[Box annotation data, in rows]
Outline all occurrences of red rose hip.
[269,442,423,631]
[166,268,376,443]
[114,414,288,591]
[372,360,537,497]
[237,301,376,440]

### What you need to do
Gather every line of the data above that contains the string "rose". Case matters.

### Solution below
Outline all occurrences of red rose hip.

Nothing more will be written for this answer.